### Provided information
○ ○ ○ ○
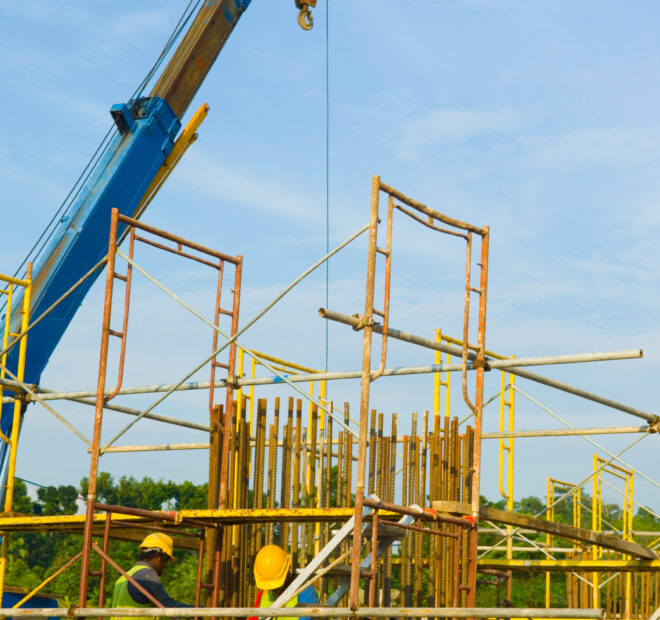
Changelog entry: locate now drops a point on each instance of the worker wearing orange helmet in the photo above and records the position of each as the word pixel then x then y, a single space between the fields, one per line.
pixel 272 575
pixel 156 550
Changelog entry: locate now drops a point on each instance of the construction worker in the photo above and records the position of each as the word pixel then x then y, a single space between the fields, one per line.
pixel 272 575
pixel 155 552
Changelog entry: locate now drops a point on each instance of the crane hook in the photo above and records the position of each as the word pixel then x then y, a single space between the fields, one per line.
pixel 305 19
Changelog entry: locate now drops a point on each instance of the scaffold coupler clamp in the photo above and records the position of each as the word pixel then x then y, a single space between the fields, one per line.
pixel 363 322
pixel 481 362
pixel 305 19
pixel 654 425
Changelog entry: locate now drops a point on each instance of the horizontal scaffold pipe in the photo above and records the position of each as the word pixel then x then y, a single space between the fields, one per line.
pixel 506 364
pixel 568 432
pixel 316 612
pixel 439 346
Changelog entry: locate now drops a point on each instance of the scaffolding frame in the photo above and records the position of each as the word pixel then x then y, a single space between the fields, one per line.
pixel 473 358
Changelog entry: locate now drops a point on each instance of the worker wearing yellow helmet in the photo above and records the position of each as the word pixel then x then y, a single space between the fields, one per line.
pixel 272 575
pixel 156 550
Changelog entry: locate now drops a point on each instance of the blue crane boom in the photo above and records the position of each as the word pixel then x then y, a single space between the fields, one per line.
pixel 146 131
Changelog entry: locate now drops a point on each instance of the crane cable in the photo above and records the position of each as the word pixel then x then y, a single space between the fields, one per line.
pixel 327 173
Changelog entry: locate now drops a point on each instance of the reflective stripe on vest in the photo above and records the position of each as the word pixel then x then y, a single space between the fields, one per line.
pixel 266 598
pixel 122 598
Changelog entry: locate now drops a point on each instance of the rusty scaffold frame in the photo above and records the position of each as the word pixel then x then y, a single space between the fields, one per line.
pixel 139 232
pixel 447 225
pixel 217 531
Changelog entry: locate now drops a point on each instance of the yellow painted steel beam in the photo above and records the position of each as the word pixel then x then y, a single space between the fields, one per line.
pixel 185 139
pixel 11 280
pixel 228 516
pixel 600 565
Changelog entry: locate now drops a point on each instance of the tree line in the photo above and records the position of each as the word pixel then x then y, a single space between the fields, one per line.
pixel 33 556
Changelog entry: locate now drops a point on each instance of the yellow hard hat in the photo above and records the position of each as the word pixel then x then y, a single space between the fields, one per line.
pixel 271 567
pixel 159 541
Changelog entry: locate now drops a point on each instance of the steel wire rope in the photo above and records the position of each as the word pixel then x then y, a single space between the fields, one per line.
pixel 327 173
pixel 174 36
pixel 69 198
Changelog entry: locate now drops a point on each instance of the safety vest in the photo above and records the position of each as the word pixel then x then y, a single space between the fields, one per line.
pixel 266 598
pixel 122 598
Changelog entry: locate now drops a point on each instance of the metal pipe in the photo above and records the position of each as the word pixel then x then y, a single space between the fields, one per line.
pixel 98 413
pixel 47 394
pixel 365 384
pixel 568 432
pixel 318 612
pixel 436 215
pixel 439 346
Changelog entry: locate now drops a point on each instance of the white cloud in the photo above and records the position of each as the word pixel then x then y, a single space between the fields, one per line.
pixel 611 147
pixel 215 180
pixel 443 126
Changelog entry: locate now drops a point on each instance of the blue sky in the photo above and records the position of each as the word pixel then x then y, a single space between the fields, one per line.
pixel 537 119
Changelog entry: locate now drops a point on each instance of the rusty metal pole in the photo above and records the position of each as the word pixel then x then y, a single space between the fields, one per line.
pixel 367 321
pixel 98 414
pixel 224 469
pixel 479 398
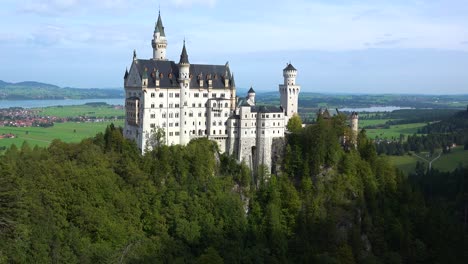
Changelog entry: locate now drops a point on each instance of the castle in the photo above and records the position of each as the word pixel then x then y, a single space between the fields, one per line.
pixel 189 101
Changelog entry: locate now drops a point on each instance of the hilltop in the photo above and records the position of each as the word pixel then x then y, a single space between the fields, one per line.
pixel 31 90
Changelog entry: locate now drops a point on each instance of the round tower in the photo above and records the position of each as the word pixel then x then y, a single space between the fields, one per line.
pixel 184 80
pixel 289 74
pixel 159 42
pixel 251 96
pixel 289 92
pixel 354 122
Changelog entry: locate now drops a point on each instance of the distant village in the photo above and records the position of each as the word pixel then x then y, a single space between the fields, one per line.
pixel 21 117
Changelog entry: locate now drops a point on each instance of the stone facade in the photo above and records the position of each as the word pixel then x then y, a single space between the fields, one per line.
pixel 189 101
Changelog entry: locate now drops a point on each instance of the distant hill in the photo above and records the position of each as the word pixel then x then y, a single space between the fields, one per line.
pixel 30 90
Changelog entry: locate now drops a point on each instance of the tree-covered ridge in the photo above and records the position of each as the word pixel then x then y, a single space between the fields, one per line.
pixel 41 91
pixel 100 201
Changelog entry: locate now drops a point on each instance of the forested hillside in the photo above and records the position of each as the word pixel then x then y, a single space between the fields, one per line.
pixel 100 201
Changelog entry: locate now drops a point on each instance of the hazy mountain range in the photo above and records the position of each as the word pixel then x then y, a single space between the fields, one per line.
pixel 31 90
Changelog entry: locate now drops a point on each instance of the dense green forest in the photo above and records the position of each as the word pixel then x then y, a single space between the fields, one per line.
pixel 442 134
pixel 100 201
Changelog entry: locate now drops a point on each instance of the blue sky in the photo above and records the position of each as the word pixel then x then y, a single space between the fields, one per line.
pixel 412 46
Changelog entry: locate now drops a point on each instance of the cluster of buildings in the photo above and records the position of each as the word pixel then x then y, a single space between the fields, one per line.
pixel 189 101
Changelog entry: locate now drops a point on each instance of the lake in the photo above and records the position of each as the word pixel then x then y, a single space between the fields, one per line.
pixel 45 103
pixel 374 109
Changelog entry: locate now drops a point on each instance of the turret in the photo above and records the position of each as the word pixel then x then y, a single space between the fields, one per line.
pixel 159 42
pixel 251 96
pixel 289 74
pixel 233 93
pixel 184 80
pixel 354 123
pixel 289 92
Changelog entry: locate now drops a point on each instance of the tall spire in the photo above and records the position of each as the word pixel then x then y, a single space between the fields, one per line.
pixel 159 27
pixel 184 56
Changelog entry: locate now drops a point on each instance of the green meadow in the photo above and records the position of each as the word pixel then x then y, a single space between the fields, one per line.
pixel 99 111
pixel 447 162
pixel 67 132
pixel 394 131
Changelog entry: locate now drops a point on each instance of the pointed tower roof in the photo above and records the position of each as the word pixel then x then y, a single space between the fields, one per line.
pixel 126 74
pixel 184 56
pixel 159 27
pixel 289 68
pixel 233 83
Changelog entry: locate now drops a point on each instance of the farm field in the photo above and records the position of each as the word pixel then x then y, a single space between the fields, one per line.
pixel 372 122
pixel 67 132
pixel 99 111
pixel 394 131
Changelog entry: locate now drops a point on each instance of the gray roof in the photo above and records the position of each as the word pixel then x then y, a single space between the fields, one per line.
pixel 289 68
pixel 266 109
pixel 169 73
pixel 159 27
pixel 184 56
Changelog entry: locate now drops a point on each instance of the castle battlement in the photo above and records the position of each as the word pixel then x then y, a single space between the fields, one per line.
pixel 189 101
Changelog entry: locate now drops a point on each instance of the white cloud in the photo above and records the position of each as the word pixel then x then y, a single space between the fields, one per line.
pixel 190 3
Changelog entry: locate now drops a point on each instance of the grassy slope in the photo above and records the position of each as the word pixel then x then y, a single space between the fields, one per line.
pixel 394 131
pixel 64 131
pixel 82 110
pixel 447 162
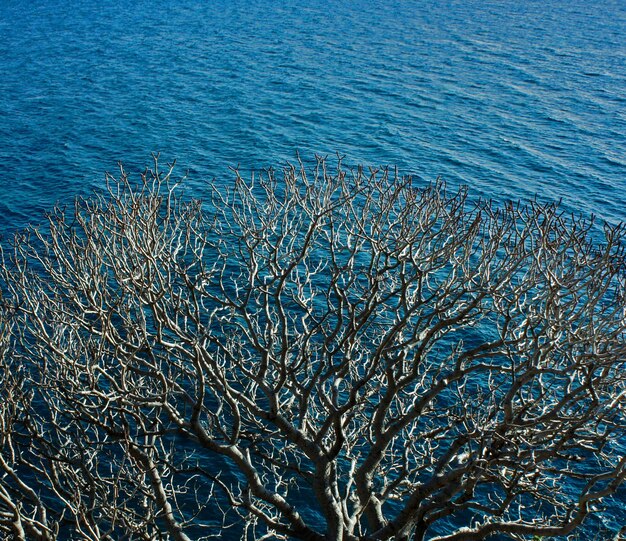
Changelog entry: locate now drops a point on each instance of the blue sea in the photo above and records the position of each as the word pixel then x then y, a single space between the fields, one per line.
pixel 517 99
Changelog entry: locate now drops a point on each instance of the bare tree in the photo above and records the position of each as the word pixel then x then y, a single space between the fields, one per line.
pixel 338 355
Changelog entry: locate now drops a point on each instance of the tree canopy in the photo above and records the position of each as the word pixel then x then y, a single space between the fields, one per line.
pixel 326 354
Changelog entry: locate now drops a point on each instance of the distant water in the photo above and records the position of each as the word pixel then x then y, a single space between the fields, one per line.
pixel 516 98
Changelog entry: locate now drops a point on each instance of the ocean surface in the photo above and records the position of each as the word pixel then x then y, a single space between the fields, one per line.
pixel 515 98
pixel 518 99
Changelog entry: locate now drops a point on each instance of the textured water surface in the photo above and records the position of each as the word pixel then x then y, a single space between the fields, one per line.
pixel 515 98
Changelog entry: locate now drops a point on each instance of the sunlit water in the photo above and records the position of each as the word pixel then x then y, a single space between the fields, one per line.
pixel 518 99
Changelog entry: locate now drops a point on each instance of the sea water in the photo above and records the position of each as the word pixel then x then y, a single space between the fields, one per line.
○ ○ ○ ○
### Task instructions
Please output exactly the lines from the one containing "of the sunlit" through the end of the records, both included.

### Result of the task
Changelog entry: locate now drops a point on each instance of the sunlit water in the photo above and records the position of each as the word pixel then x then y, a single space between the fields, one per line.
pixel 518 99
Changelog entry: locate now drops a point on each instance of the sea water in the photo above and records the position of each as the word pixel then x then y, a single space between the fields, one per line.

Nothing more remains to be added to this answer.